● TEXTE PRÉSENTÉ:
Viviane Koenig, Drôles d’histoires de fripons

« Veux-tu commencer ? propose Pampinée à son amie Neiphile. Choisis une histoire triste, drôle, charmante ou effrayante, selon ton bon vouloir. Nous t’écoutons.
— Connaissez-vous les mésaventures de messire Conrad ? demande la jeune fille. Non ? Alors écoutez un peu. »
Imaginez. D’un un saut, vous voilà en Italie, au XIVe siècle. Avec vos amis, vous avez fui la peste qui a envahi Florence et vous vous êtes installés dans une belle propriété au cœur de la Toscane. Pour occuper vos journées, chacun va raconter une histoire, à tour de rôle, et quand le tour sera fini, on recommencera. Des histoires, il y en aura cent ! Dix amis, pendant dix jours, cela donne… cent histoires, inventées par le célèbre poète italien Boccace.

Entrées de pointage
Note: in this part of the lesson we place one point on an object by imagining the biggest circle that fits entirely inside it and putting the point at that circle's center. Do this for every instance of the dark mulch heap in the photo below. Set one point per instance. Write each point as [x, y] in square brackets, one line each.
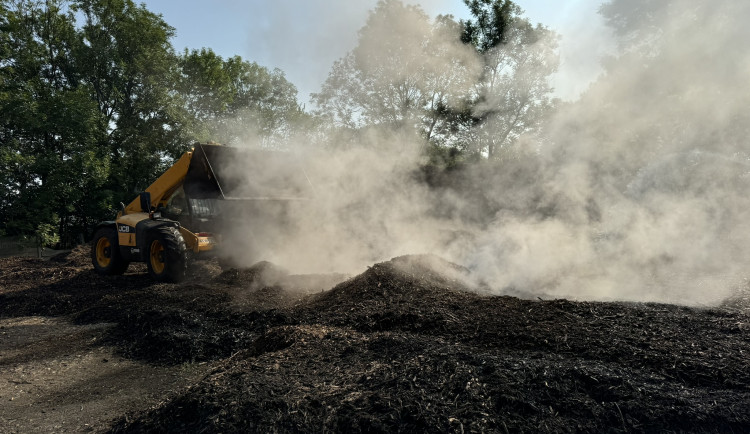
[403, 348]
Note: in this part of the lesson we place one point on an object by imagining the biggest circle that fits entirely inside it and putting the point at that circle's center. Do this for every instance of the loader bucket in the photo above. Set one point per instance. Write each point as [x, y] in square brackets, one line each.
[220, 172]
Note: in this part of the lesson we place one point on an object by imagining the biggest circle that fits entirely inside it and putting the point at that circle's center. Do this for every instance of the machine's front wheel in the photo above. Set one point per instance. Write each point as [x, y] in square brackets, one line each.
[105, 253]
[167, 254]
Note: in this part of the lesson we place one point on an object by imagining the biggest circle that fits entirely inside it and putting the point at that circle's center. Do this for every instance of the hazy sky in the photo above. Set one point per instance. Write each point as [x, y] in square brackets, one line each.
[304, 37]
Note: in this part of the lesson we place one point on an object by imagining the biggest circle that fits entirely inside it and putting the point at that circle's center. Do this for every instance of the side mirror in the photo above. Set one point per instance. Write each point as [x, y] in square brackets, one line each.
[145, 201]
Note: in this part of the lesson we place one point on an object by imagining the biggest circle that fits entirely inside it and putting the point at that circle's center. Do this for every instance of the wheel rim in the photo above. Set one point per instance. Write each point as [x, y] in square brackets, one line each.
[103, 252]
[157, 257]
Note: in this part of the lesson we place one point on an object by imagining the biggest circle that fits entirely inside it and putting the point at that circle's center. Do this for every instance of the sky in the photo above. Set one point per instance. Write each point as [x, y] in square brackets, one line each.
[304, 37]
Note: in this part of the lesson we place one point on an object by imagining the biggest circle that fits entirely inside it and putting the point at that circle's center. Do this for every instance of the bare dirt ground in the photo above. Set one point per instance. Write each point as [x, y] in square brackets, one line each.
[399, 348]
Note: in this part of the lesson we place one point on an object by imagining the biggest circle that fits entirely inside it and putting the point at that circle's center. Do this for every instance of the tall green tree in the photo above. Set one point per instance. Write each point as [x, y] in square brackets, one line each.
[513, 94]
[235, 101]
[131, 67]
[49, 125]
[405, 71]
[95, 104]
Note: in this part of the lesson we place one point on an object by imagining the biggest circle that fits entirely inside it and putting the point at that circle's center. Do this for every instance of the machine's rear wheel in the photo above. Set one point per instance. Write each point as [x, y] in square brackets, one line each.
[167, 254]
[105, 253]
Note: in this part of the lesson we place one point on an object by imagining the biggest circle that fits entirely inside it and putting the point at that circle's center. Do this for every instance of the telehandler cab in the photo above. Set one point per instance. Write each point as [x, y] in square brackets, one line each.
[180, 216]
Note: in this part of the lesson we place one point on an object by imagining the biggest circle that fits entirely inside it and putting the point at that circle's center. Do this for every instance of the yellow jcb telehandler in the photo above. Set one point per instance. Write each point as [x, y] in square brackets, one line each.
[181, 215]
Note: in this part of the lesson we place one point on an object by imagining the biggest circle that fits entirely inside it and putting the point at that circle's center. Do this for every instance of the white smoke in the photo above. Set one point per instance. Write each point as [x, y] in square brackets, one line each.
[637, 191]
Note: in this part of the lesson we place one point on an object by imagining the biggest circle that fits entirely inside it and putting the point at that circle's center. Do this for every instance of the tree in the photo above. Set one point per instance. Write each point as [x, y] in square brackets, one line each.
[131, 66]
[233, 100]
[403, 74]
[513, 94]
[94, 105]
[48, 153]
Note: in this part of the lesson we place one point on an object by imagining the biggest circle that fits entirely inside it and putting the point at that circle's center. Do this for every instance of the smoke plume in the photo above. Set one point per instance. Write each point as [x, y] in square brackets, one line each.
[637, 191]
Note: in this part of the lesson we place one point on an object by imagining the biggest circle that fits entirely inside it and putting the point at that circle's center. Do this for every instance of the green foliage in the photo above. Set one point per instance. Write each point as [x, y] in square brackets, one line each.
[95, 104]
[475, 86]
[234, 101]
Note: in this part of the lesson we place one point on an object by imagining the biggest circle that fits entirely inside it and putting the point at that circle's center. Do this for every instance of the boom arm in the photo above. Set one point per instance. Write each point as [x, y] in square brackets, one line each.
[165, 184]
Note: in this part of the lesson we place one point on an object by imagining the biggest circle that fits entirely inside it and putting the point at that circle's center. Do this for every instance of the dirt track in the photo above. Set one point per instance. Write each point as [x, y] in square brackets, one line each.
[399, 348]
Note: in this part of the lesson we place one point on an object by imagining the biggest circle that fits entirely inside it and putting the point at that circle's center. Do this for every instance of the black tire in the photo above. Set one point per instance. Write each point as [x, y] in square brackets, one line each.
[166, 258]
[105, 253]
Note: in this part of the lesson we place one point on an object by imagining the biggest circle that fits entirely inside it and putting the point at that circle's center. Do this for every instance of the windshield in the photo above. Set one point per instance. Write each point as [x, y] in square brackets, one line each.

● CONSIGNE:
Recopiez fidèlement le passage du texte sur Boccace compris entre « Imaginez. D’un un » et « poète italien Boccace. », ces deux bornes incluses.

● RÉPONSE PRODUITE:
Imaginez. D’un un saut, vous voilà en Italie, au XIVe siècle. Avec vos amis, vous avez fui la peste qui a envahi Florence et vous vous êtes installés dans une belle propriété au cœur de la Toscane. Pour occuper vos journées, chacun va raconter une histoire, à tour de rôle, et quand le tour sera fini, on recommencera. Des histoires, il y en aura cent ! Dix amis, pendant dix jours, cela donne… cent histoires, inventées par le célèbre poète italien Boccace.